Prompt -
Change "rough mask" to "coarse mask" throughout the part that opens with the line containing "Write the exact" and closes with the line containing "235L351 237L352 304L398". Return only those lines, with everything else in them left as is.

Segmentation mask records
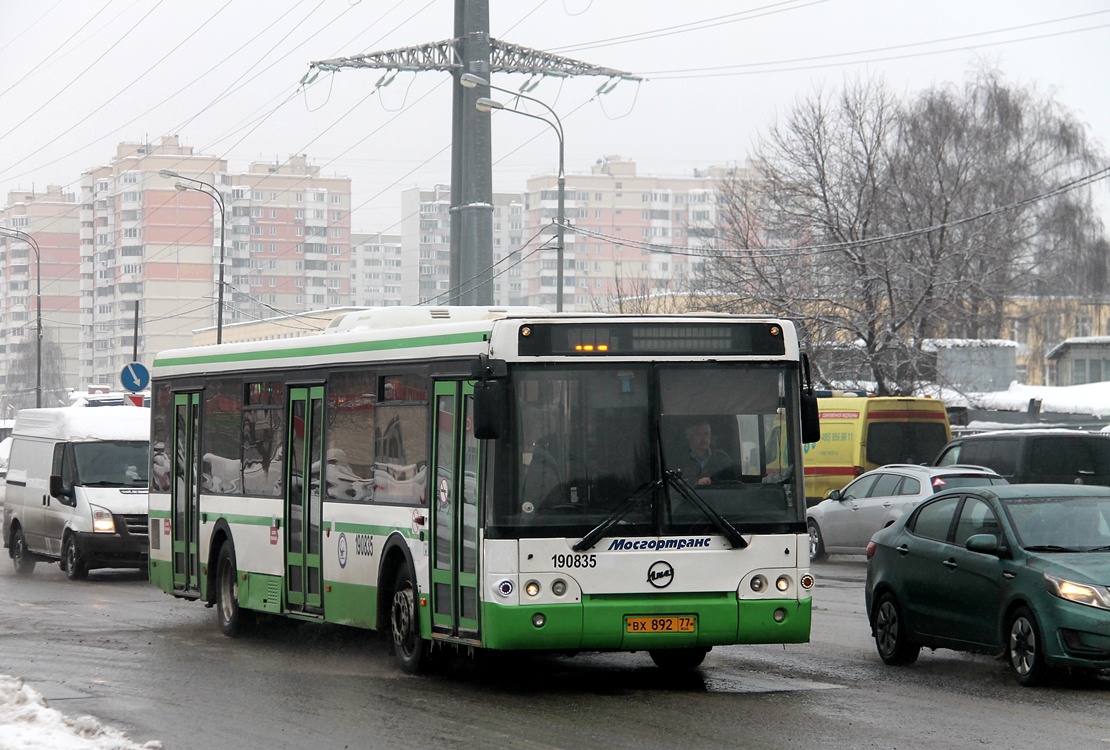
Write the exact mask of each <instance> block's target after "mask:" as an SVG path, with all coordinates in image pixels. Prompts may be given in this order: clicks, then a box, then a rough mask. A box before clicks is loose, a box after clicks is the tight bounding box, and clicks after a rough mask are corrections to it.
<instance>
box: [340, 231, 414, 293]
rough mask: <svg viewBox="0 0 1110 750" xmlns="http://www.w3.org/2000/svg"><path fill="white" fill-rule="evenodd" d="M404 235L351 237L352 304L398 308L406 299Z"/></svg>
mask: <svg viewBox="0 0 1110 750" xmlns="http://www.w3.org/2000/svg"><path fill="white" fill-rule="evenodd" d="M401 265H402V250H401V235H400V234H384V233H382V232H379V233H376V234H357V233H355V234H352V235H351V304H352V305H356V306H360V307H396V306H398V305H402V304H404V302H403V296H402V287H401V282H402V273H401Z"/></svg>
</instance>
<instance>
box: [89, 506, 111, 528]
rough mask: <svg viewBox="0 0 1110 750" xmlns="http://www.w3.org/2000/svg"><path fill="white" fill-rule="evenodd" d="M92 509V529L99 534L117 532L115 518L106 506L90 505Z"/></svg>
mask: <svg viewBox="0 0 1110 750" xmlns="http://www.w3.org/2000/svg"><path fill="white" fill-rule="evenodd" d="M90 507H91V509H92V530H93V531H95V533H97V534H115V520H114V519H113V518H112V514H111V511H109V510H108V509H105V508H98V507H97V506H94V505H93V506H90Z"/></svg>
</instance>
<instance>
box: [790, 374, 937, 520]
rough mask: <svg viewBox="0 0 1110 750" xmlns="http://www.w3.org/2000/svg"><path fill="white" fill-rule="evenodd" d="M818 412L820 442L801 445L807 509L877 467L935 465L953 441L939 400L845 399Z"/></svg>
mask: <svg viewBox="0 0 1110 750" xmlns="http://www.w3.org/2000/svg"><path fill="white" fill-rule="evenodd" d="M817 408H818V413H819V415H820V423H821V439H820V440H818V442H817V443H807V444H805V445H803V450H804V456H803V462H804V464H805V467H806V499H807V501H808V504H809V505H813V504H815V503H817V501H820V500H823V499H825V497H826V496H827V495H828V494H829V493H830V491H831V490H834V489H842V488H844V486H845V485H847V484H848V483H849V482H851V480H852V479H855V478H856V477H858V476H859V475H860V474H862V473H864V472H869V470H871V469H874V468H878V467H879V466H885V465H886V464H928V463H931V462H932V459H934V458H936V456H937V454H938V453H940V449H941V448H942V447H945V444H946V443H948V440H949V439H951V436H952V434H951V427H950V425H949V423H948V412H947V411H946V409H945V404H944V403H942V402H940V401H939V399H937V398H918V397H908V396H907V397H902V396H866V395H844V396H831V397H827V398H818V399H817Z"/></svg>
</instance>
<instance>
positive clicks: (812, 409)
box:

---

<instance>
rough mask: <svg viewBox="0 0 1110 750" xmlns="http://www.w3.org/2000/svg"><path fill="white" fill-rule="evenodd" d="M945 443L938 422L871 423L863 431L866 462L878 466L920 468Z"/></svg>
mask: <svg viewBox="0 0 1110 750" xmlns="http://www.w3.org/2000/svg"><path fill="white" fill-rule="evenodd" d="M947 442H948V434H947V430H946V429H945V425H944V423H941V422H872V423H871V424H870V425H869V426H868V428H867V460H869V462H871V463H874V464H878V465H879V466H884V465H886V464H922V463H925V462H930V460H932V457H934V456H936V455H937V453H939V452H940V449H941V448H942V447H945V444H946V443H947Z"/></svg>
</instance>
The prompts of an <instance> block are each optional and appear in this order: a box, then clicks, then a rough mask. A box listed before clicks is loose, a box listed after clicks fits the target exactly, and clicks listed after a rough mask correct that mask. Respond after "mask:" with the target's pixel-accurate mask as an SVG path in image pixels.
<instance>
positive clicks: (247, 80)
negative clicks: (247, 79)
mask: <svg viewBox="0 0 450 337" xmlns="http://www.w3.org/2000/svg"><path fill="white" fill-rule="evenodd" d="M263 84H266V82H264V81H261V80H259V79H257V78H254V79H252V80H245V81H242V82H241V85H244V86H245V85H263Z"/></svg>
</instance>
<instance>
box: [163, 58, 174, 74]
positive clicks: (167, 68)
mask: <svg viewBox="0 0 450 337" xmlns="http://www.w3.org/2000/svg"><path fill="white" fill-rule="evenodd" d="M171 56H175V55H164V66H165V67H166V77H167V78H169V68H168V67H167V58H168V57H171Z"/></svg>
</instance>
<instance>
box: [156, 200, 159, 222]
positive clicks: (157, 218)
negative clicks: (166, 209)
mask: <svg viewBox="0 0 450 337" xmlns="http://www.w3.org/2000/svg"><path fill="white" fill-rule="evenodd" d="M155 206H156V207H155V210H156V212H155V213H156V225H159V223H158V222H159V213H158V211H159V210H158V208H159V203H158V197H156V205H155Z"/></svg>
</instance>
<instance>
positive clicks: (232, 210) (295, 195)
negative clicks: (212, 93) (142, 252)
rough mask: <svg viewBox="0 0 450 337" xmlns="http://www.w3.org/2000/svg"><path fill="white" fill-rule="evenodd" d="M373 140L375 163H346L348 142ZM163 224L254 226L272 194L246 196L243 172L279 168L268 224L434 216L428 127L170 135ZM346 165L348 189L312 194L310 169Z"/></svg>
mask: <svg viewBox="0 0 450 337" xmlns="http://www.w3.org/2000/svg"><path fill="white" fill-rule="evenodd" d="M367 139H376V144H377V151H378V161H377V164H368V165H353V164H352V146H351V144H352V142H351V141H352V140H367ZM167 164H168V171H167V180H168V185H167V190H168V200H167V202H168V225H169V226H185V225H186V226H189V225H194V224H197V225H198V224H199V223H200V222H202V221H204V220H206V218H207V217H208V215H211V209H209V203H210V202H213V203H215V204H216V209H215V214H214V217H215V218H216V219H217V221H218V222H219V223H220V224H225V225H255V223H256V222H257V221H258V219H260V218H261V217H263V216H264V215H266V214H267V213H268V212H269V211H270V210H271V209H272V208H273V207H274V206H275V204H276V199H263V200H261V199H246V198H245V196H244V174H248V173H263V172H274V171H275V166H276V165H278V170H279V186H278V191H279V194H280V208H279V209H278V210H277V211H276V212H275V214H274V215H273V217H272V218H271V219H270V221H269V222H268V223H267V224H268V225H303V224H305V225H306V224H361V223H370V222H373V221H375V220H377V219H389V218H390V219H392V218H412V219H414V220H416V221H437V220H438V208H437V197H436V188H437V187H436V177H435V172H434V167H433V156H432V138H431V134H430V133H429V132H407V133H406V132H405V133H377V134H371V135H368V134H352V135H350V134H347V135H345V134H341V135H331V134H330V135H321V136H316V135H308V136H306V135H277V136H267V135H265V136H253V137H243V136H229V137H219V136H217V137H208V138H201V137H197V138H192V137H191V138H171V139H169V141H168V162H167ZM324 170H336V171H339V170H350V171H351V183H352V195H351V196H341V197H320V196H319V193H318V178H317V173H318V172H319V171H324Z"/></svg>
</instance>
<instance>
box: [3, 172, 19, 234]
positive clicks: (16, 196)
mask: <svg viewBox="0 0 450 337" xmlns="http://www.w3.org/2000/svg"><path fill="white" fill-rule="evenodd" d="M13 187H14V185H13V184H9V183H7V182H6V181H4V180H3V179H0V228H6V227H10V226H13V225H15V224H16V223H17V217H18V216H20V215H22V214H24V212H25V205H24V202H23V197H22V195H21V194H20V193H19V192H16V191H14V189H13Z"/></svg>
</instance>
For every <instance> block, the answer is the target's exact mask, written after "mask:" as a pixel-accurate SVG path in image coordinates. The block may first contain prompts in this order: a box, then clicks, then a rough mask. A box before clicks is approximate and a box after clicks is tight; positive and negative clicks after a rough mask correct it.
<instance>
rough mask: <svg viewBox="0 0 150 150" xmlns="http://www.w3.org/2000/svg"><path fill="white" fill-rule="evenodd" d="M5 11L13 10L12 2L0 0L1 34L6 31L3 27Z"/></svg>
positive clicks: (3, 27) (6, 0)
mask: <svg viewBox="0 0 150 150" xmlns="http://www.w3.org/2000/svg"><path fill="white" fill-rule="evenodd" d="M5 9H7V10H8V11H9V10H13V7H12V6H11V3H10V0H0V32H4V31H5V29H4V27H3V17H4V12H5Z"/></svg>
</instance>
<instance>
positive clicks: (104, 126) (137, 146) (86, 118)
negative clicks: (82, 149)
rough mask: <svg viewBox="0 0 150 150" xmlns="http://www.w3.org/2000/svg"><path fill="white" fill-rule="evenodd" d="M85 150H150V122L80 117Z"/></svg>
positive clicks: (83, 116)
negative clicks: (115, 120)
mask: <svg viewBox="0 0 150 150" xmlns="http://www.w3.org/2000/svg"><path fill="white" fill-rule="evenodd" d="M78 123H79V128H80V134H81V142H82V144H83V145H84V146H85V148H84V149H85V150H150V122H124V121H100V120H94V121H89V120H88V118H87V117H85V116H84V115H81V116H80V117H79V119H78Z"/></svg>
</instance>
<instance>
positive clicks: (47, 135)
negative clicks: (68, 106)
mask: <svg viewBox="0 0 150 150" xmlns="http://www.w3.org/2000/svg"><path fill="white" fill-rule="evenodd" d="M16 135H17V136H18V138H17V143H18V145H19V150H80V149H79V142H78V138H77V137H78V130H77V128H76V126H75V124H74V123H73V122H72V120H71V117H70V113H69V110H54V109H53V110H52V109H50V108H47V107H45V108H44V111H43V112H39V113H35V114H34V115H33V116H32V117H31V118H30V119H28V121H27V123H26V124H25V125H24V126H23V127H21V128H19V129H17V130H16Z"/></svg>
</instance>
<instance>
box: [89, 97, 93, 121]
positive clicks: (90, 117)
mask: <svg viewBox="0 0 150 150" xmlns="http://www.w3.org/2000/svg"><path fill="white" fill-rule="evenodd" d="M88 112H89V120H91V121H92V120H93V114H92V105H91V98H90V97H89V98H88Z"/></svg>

Solution for this problem -
Write the exact mask of each <instance> block's target after "mask:" as an SVG path, with all coordinates in image pixels. Prompts may be given in this order: clicks, then a box, then a coarse mask. A box before clicks is loose, a box after clicks is the tight bounding box, and clicks after a coarse mask are corrections to it.
<instance>
box: [340, 231, 414, 293]
coarse mask: <svg viewBox="0 0 1110 750" xmlns="http://www.w3.org/2000/svg"><path fill="white" fill-rule="evenodd" d="M404 235L351 237L352 304L398 308L406 299Z"/></svg>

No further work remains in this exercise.